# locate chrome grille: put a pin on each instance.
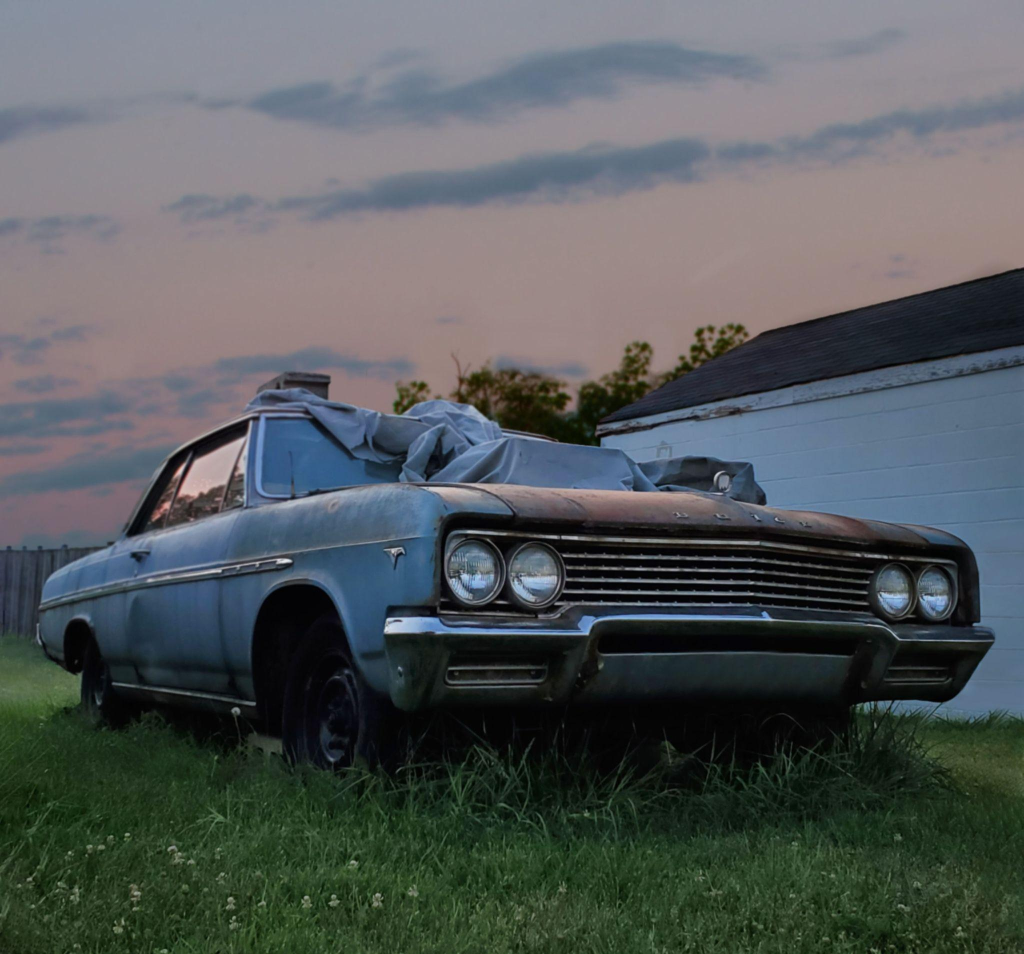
(721, 574)
(629, 571)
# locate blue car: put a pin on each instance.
(322, 593)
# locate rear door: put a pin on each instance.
(173, 611)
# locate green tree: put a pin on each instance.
(520, 400)
(525, 400)
(709, 342)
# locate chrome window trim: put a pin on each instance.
(271, 564)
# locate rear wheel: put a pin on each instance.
(99, 701)
(331, 716)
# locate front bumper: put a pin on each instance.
(591, 656)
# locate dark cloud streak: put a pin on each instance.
(87, 470)
(16, 122)
(538, 81)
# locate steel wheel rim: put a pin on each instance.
(335, 719)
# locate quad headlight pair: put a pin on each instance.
(531, 574)
(896, 593)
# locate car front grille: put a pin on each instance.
(663, 572)
(716, 575)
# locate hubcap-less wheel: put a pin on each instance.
(336, 717)
(331, 718)
(98, 697)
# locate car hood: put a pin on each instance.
(675, 514)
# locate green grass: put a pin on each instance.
(909, 838)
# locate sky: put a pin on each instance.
(196, 196)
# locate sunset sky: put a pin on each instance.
(195, 196)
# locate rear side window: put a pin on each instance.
(205, 483)
(298, 457)
(159, 513)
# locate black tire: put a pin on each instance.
(332, 719)
(99, 701)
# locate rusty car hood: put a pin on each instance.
(676, 513)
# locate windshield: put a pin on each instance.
(298, 457)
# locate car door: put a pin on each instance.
(173, 610)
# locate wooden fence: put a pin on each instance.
(23, 573)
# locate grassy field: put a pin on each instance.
(909, 838)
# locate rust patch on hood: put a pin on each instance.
(683, 514)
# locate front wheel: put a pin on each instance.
(99, 701)
(331, 716)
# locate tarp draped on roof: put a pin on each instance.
(448, 442)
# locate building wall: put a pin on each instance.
(946, 452)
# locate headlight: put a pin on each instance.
(474, 572)
(536, 575)
(892, 591)
(936, 594)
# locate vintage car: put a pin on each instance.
(269, 571)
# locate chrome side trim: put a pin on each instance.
(188, 693)
(177, 576)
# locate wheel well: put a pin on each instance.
(283, 619)
(77, 637)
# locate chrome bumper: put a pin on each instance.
(585, 656)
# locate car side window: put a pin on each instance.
(298, 457)
(160, 510)
(236, 495)
(205, 483)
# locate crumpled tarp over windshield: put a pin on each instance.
(449, 442)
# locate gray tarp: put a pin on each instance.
(454, 443)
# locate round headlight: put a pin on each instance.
(536, 575)
(935, 594)
(473, 569)
(892, 591)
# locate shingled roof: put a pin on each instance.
(979, 315)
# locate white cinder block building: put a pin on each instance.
(910, 410)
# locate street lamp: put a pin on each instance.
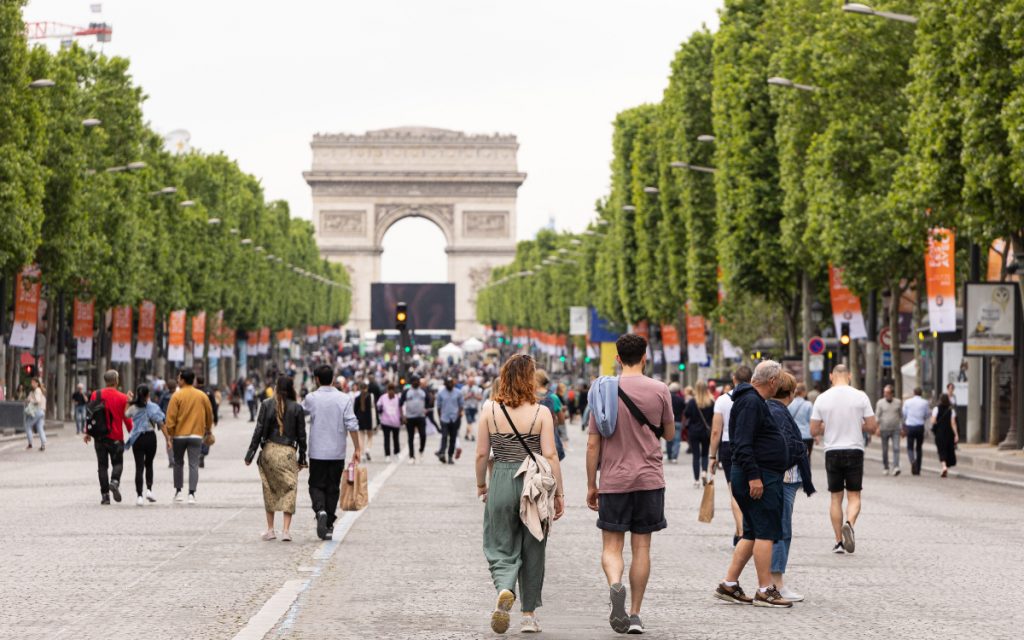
(863, 9)
(785, 82)
(685, 165)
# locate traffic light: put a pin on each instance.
(400, 315)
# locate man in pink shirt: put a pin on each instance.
(631, 494)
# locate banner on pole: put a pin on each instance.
(121, 346)
(146, 330)
(696, 339)
(176, 337)
(941, 279)
(82, 328)
(27, 294)
(199, 334)
(846, 306)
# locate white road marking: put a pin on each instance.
(284, 602)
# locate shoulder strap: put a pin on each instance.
(519, 436)
(658, 431)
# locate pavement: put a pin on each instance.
(936, 558)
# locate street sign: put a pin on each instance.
(578, 321)
(816, 345)
(817, 363)
(885, 339)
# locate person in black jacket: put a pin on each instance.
(282, 431)
(760, 457)
(797, 476)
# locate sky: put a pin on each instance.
(257, 79)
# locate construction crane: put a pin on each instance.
(41, 31)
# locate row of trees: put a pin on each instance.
(108, 213)
(733, 184)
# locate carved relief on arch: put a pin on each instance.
(442, 215)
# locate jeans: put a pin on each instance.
(109, 453)
(914, 442)
(672, 448)
(144, 451)
(780, 550)
(36, 423)
(450, 432)
(886, 436)
(698, 449)
(325, 486)
(194, 446)
(79, 419)
(412, 426)
(390, 434)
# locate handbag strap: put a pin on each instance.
(519, 435)
(658, 431)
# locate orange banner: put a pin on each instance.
(176, 337)
(696, 339)
(121, 345)
(941, 278)
(27, 294)
(846, 306)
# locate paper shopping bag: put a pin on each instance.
(354, 489)
(708, 503)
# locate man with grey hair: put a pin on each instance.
(760, 457)
(843, 415)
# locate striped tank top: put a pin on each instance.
(507, 448)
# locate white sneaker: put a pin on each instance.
(529, 625)
(793, 596)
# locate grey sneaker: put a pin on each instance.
(849, 542)
(636, 627)
(619, 619)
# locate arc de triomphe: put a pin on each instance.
(465, 184)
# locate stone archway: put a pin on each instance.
(465, 184)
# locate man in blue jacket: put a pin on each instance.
(760, 457)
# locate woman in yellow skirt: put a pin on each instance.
(281, 430)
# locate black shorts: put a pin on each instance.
+ + + + +
▶ **GIVEN REQUEST**
Keep only the lines from the one containing "# locate traffic" to the end of the entries, and repeat them exactly.

▶ **WRITTEN SOLUTION**
# locate traffic light: put a pin on each instance.
(400, 315)
# locate man in pink shirt: put a pin on each instance.
(631, 494)
# locate banner on pole: put a pin on each instance.
(121, 346)
(146, 330)
(696, 339)
(176, 337)
(941, 279)
(82, 328)
(27, 294)
(199, 334)
(846, 306)
# locate white road marking: put a pin on each instance.
(284, 602)
# locate shoulder strap: put a pin on each instance.
(519, 436)
(658, 431)
# locate pavement: put a pin on each instance.
(936, 558)
# locate street sign: put a pin on each instance.
(578, 321)
(816, 345)
(817, 363)
(885, 339)
# locate person in black jacket: put a pin on each instance.
(282, 431)
(760, 457)
(797, 476)
# locate sky: put a pin on each instance.
(257, 79)
# locate construction crane: put a pin on each instance.
(41, 31)
# locate row of trees: put a pin on each instance.
(108, 213)
(733, 184)
# locate carved relief on arch: put a pin on each instance.
(442, 215)
# locate jeans: put a pin on each instance.
(109, 453)
(914, 442)
(672, 448)
(144, 451)
(780, 550)
(36, 423)
(450, 432)
(886, 436)
(698, 449)
(325, 486)
(194, 446)
(79, 419)
(412, 426)
(390, 434)
# locate handbag strap: put a pin on each instance.
(519, 435)
(658, 431)
# locate orange banner: put a pin on each instance.
(176, 337)
(696, 339)
(121, 345)
(941, 278)
(27, 294)
(846, 306)
# locate paper shopping bag: put a pin on each instance.
(354, 489)
(708, 503)
# locate man with grey hair: put a pin on each instance.
(760, 457)
(843, 415)
# locate striped tank top: put a pin on each instance.
(507, 448)
# locate white sneaker: put a pin on each instance.
(529, 625)
(793, 596)
# locate grey sneaker: put a pin on each instance.
(849, 542)
(636, 627)
(619, 619)
# locate arc de triomphe: put a pin on each instance.
(465, 184)
# locate stone archway: put a pin on each instance.
(465, 184)
# locate man in blue jacket: put a pin on each instance.
(760, 457)
# locate woman in yellow skirt: put a pin on each instance.
(281, 430)
# locate black shorts: put a pin on each instance.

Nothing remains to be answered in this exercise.